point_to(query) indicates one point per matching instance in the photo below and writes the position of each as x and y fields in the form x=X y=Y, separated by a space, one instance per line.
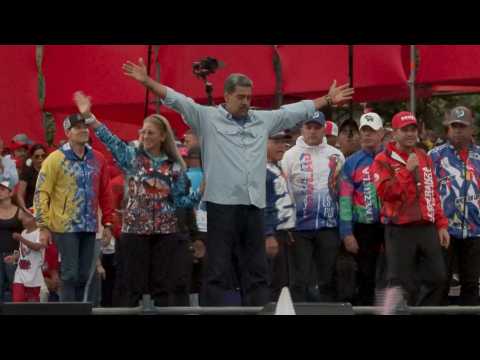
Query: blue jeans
x=7 y=274
x=77 y=258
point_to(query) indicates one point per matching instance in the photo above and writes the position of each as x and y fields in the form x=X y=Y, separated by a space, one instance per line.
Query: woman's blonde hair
x=168 y=147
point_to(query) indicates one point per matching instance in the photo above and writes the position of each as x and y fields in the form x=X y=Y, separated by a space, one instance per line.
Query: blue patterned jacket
x=458 y=186
x=155 y=187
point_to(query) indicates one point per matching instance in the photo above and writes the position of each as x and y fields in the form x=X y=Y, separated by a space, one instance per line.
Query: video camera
x=205 y=67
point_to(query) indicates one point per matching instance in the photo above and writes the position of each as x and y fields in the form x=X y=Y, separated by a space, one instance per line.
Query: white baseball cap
x=371 y=119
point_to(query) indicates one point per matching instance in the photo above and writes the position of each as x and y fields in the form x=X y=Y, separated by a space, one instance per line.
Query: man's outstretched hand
x=83 y=102
x=136 y=71
x=340 y=94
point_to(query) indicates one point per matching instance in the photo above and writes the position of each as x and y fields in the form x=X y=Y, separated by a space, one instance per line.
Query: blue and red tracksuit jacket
x=407 y=197
x=358 y=197
x=458 y=186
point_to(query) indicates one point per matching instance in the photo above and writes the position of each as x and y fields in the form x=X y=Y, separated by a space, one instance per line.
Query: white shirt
x=29 y=268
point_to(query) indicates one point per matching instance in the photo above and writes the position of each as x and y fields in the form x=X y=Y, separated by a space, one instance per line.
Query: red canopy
x=308 y=70
x=20 y=107
x=449 y=65
x=255 y=61
x=379 y=73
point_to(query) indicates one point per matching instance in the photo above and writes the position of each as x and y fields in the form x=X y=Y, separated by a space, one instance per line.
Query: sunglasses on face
x=146 y=132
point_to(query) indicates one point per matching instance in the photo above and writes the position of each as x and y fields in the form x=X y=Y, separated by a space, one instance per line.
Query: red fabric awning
x=20 y=107
x=255 y=61
x=309 y=70
x=379 y=73
x=95 y=69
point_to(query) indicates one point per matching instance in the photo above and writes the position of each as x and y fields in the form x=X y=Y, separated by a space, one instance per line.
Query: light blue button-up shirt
x=234 y=156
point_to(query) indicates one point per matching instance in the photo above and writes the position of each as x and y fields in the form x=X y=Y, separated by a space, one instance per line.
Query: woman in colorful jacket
x=156 y=184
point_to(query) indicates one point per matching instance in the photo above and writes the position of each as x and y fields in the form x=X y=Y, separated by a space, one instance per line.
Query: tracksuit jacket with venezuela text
x=312 y=173
x=458 y=184
x=407 y=197
x=358 y=196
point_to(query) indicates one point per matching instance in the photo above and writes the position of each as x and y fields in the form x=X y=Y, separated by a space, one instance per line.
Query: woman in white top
x=28 y=276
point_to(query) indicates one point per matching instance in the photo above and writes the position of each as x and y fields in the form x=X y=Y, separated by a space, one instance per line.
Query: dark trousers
x=107 y=284
x=320 y=247
x=279 y=268
x=159 y=265
x=403 y=245
x=236 y=250
x=370 y=238
x=7 y=274
x=467 y=252
x=77 y=251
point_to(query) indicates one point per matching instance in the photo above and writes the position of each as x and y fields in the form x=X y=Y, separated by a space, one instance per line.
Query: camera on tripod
x=205 y=67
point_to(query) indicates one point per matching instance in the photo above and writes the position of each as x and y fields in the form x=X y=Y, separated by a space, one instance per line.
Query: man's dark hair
x=36 y=147
x=235 y=80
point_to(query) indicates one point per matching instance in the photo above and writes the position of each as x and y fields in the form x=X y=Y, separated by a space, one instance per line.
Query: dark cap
x=282 y=135
x=72 y=120
x=194 y=153
x=460 y=114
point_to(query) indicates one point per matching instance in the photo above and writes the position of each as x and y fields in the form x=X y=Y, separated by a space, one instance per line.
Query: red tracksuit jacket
x=407 y=197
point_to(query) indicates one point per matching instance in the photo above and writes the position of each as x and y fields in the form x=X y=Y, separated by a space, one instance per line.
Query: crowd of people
x=249 y=203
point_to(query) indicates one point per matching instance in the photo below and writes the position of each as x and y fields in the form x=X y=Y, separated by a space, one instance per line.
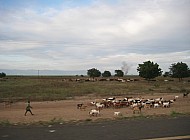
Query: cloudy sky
x=102 y=34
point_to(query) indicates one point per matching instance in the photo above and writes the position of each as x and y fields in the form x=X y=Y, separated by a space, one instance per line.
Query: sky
x=103 y=34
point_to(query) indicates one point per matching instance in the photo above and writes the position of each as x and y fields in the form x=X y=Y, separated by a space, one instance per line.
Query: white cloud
x=101 y=35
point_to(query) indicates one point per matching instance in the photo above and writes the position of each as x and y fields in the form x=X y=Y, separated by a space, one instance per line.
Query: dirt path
x=66 y=110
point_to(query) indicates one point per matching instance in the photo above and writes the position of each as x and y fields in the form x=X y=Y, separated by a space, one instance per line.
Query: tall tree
x=119 y=73
x=2 y=75
x=106 y=74
x=93 y=73
x=149 y=70
x=179 y=70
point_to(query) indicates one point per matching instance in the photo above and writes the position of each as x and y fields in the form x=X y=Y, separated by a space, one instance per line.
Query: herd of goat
x=136 y=104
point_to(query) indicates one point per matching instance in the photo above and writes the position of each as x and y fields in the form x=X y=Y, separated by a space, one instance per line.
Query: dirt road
x=66 y=110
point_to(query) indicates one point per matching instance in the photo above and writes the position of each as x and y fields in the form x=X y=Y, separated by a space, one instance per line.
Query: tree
x=93 y=73
x=2 y=75
x=119 y=73
x=149 y=70
x=106 y=74
x=179 y=70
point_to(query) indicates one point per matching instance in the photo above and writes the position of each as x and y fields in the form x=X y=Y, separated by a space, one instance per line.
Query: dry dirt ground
x=66 y=110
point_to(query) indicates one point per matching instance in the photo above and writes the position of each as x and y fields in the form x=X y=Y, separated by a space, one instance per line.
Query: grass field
x=42 y=88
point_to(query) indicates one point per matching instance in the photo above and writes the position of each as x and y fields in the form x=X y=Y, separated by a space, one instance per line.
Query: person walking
x=28 y=108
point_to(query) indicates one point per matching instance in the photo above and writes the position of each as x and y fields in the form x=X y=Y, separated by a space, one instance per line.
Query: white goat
x=166 y=104
x=117 y=113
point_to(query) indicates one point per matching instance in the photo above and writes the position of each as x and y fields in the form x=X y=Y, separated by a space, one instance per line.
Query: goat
x=83 y=107
x=137 y=109
x=185 y=94
x=94 y=112
x=176 y=97
x=79 y=106
x=117 y=113
x=99 y=106
x=166 y=104
x=156 y=105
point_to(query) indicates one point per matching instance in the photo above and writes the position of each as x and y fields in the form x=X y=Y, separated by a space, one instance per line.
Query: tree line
x=148 y=70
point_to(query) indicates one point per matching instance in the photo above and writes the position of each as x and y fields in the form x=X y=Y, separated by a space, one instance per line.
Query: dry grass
x=49 y=88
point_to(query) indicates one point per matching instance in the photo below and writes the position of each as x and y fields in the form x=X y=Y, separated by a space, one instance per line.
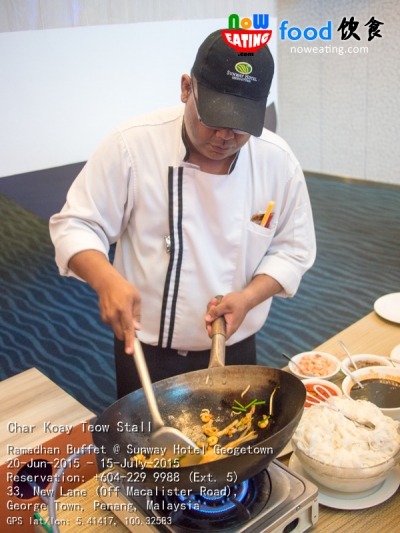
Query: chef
x=183 y=192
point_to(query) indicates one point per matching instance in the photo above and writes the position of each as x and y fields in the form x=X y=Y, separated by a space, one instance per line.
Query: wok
x=180 y=400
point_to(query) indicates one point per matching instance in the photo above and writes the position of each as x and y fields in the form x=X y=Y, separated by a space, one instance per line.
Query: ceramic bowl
x=326 y=356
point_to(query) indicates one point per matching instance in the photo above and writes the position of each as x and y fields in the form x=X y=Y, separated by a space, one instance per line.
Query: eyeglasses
x=239 y=132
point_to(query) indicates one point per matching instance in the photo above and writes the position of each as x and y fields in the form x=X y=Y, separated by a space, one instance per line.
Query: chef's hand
x=119 y=300
x=233 y=306
x=119 y=303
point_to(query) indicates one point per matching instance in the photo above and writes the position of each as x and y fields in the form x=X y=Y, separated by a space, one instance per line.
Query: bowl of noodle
x=342 y=455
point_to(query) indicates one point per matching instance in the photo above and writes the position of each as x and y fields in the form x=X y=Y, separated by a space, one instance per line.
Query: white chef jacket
x=137 y=189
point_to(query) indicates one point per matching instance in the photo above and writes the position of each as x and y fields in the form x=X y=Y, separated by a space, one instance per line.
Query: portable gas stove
x=275 y=500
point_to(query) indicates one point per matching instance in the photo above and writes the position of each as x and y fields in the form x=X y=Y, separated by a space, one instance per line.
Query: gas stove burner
x=216 y=505
x=203 y=512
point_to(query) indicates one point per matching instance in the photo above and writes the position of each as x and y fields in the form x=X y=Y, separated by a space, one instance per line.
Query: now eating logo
x=246 y=39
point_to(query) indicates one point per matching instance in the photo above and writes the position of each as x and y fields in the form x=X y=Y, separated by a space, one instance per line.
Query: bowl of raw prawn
x=319 y=364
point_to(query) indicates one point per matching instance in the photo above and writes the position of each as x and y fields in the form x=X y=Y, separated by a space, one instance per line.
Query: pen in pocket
x=268 y=215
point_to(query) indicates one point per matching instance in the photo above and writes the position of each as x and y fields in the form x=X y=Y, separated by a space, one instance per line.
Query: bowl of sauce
x=381 y=386
x=364 y=361
x=319 y=390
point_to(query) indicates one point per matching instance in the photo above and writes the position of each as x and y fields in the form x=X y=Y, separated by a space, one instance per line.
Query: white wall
x=64 y=90
x=341 y=113
x=69 y=80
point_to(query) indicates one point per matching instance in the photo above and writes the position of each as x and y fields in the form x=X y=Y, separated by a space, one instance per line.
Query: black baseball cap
x=232 y=90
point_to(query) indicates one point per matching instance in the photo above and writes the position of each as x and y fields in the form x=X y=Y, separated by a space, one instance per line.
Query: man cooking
x=184 y=192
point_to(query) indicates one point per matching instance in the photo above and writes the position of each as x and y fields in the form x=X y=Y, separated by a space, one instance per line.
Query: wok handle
x=147 y=385
x=218 y=331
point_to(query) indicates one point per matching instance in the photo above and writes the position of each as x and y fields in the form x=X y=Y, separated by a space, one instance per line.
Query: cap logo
x=243 y=68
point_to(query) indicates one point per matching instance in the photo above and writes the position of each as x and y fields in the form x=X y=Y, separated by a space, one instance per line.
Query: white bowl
x=297 y=358
x=379 y=372
x=377 y=359
x=336 y=391
x=346 y=479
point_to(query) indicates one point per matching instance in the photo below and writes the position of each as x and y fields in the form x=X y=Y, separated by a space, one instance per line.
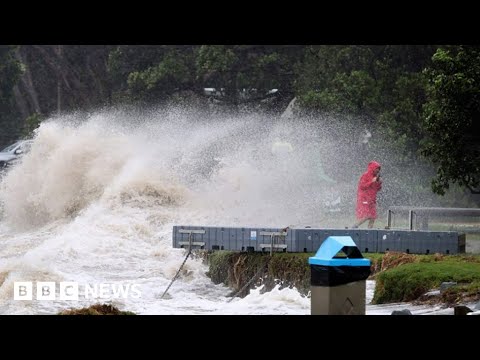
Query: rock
x=401 y=312
x=445 y=285
x=461 y=310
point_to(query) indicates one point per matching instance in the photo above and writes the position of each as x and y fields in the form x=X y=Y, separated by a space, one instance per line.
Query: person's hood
x=372 y=165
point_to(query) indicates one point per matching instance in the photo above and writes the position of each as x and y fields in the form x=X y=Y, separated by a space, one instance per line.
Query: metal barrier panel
x=310 y=239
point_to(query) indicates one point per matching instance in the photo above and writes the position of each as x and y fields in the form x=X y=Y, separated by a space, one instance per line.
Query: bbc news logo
x=69 y=290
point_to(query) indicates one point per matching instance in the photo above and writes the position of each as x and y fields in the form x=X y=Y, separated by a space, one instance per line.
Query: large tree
x=452 y=118
x=10 y=72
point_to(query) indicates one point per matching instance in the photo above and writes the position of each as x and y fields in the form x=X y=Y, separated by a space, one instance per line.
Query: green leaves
x=452 y=117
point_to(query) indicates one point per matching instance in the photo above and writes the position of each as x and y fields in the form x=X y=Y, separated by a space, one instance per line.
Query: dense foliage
x=423 y=99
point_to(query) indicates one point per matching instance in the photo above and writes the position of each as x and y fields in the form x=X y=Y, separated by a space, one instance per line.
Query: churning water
x=96 y=198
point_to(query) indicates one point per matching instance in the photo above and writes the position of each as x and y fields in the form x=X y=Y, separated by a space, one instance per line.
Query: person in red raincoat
x=368 y=187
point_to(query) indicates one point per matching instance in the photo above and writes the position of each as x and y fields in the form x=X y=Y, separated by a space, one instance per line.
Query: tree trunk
x=27 y=83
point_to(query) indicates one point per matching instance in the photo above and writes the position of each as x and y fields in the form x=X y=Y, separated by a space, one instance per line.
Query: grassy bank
x=97 y=309
x=399 y=277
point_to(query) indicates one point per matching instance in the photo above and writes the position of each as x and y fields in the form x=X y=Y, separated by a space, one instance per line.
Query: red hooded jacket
x=367 y=193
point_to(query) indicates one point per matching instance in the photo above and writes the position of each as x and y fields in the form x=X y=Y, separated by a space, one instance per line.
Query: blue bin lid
x=331 y=247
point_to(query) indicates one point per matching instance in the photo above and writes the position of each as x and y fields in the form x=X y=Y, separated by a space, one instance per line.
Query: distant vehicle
x=11 y=154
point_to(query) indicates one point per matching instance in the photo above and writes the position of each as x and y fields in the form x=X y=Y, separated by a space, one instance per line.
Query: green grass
x=406 y=278
x=409 y=281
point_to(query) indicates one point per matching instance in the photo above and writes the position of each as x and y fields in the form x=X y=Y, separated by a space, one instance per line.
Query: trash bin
x=338 y=278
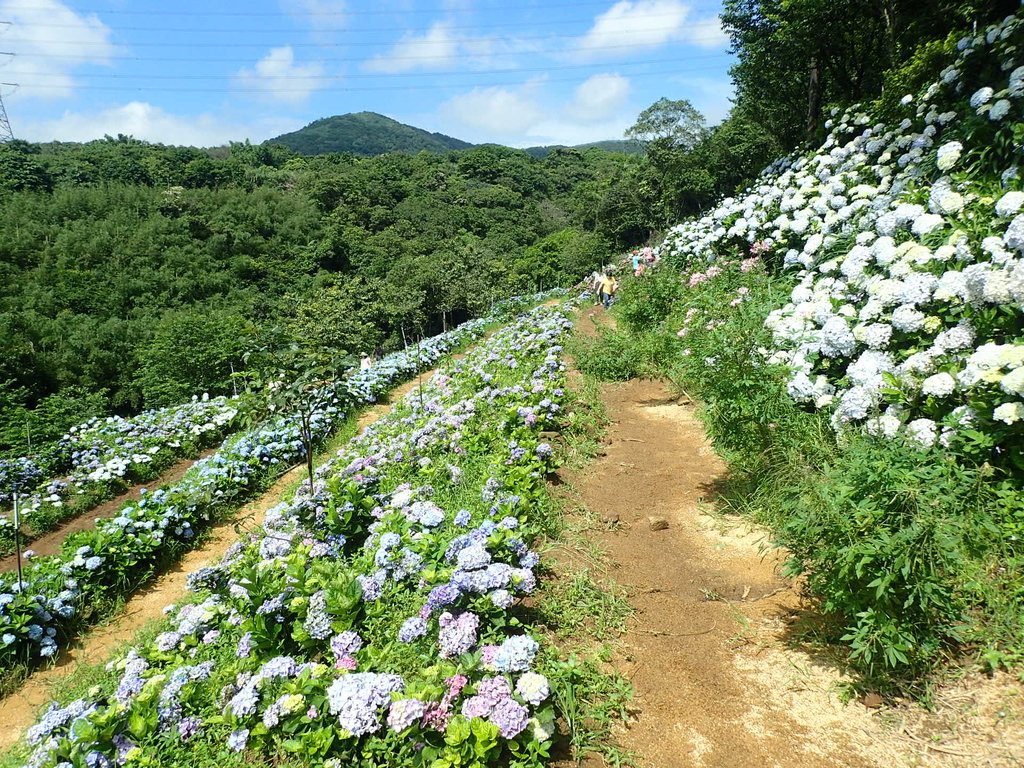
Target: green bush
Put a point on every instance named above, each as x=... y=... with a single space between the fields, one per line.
x=894 y=543
x=643 y=303
x=616 y=355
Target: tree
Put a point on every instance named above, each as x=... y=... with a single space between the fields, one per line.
x=795 y=56
x=669 y=126
x=190 y=353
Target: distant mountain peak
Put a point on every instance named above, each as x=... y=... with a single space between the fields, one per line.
x=366 y=133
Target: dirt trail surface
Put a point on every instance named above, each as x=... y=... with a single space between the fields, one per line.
x=49 y=543
x=719 y=682
x=18 y=711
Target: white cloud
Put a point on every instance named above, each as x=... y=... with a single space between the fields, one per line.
x=528 y=115
x=637 y=25
x=278 y=77
x=150 y=123
x=497 y=110
x=599 y=97
x=433 y=49
x=50 y=40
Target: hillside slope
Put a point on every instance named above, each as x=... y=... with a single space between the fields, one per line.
x=365 y=133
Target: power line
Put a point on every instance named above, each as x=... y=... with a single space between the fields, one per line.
x=373 y=76
x=360 y=30
x=561 y=39
x=340 y=89
x=548 y=7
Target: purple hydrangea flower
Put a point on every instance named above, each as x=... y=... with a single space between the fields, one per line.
x=502 y=599
x=510 y=717
x=403 y=713
x=516 y=653
x=346 y=644
x=245 y=646
x=458 y=634
x=357 y=698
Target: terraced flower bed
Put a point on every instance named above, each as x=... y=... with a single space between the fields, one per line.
x=102 y=457
x=122 y=552
x=372 y=621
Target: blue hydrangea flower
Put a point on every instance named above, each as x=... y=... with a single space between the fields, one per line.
x=238 y=740
x=516 y=653
x=357 y=698
x=412 y=629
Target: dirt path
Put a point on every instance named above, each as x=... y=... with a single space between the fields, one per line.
x=719 y=679
x=50 y=542
x=18 y=710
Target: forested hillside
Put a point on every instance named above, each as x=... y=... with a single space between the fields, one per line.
x=365 y=133
x=137 y=275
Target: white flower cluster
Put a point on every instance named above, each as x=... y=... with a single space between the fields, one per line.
x=910 y=269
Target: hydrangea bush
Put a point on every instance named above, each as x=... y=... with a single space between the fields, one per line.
x=123 y=551
x=369 y=621
x=907 y=246
x=104 y=456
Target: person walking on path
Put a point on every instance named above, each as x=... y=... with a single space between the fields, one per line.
x=594 y=285
x=607 y=290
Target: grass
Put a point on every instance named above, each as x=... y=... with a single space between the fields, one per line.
x=582 y=609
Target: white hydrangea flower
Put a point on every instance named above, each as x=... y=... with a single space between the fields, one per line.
x=939 y=385
x=981 y=97
x=947 y=155
x=1009 y=204
x=999 y=110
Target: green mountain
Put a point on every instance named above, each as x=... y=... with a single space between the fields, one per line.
x=365 y=133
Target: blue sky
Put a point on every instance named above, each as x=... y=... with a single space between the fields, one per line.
x=514 y=72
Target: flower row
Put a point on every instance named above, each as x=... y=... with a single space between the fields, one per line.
x=908 y=247
x=123 y=551
x=369 y=621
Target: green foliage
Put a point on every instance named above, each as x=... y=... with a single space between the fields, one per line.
x=795 y=56
x=617 y=355
x=138 y=270
x=192 y=353
x=365 y=133
x=895 y=545
x=912 y=556
x=644 y=303
x=25 y=431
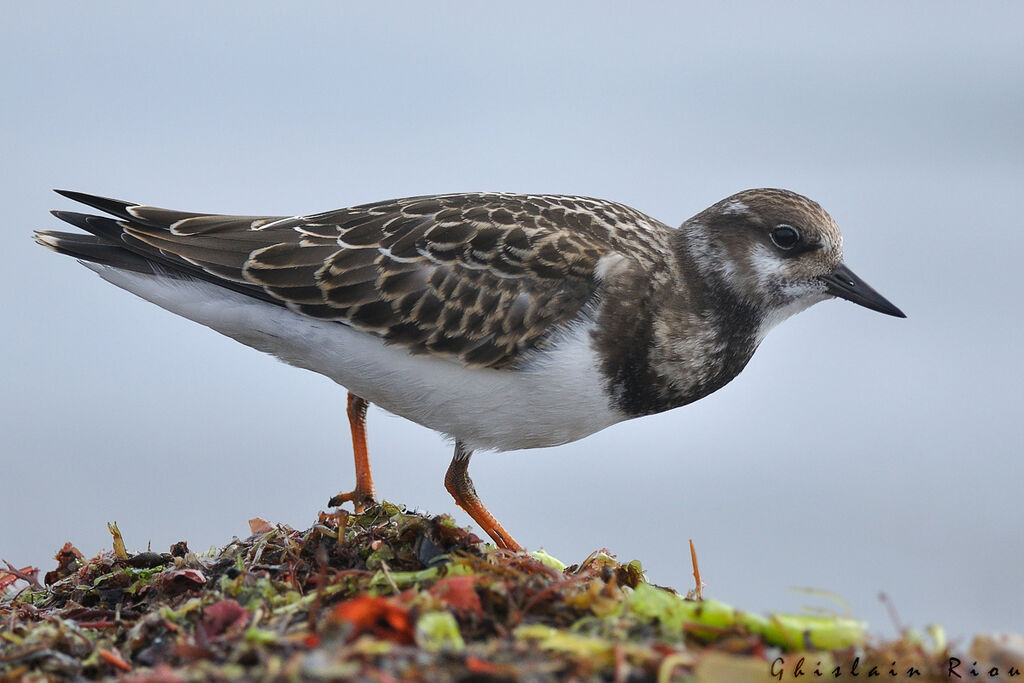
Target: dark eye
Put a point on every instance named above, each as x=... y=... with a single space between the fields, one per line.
x=785 y=237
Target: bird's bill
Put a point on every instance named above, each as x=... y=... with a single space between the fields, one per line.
x=846 y=285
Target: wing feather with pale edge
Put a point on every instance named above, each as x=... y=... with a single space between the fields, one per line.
x=481 y=276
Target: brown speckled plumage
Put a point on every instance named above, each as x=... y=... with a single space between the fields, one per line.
x=503 y=321
x=485 y=278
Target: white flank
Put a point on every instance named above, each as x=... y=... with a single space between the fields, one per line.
x=557 y=397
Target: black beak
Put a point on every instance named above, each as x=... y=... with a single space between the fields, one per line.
x=843 y=283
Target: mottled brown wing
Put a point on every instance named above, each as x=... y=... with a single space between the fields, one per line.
x=484 y=278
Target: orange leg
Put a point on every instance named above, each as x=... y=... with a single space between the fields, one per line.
x=364 y=494
x=461 y=486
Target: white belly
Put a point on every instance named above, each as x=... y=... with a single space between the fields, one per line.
x=556 y=398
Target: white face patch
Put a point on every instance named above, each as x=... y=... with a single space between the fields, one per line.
x=801 y=296
x=767 y=266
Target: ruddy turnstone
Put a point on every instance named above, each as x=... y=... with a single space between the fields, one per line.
x=502 y=321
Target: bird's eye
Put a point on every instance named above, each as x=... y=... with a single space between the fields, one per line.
x=785 y=237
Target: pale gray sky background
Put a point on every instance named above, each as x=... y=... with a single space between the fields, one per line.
x=856 y=454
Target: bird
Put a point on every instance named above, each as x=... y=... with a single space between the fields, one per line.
x=502 y=321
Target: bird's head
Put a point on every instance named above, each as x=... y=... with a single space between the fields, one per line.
x=778 y=252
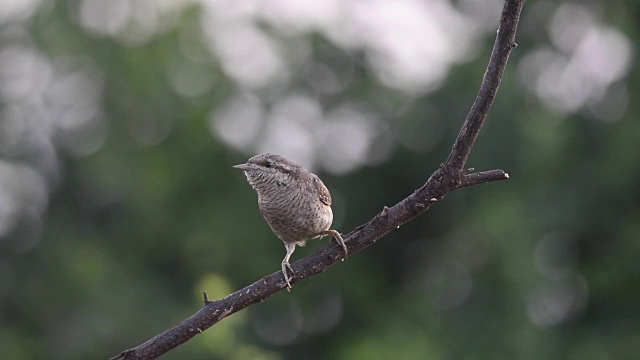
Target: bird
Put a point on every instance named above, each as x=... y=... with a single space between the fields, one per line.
x=293 y=201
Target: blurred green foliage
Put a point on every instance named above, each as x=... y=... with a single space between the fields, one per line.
x=144 y=211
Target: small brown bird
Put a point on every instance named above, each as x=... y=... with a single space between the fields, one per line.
x=294 y=202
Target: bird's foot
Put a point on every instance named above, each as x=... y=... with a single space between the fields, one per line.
x=287 y=279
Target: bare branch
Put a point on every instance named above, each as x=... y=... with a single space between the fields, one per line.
x=490 y=83
x=448 y=177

> [Direction]:
Only the lines from the one containing "Target: bird's head" through the last line of the data belong in the copy, both included and reproduced exactly. Pictures do not.

> [Exercise answer]:
Target: bird's head
Put a point on every instance named above, each as x=... y=... with a single space between the fields, one per line.
x=778 y=252
Target: bird
Put a point on every instance named above, each as x=... y=... with a single space between the fields, one per line.
x=293 y=201
Target: blurred green foliage
Put a point on every instance named above, each as x=... y=... with a single space between the fields, one per line.
x=144 y=211
Target: small brown bird
Put a point on every instance named above, each as x=... y=... with a single space between the fields, one per line.
x=294 y=202
Target: bird's foot
Put a point on every instance named above, each as x=... y=... with a single space between the fields, one per line.
x=287 y=279
Target: bare branch
Put a point on every instance named above, each as x=... y=... with a single space between the fields, one per line.
x=490 y=83
x=448 y=177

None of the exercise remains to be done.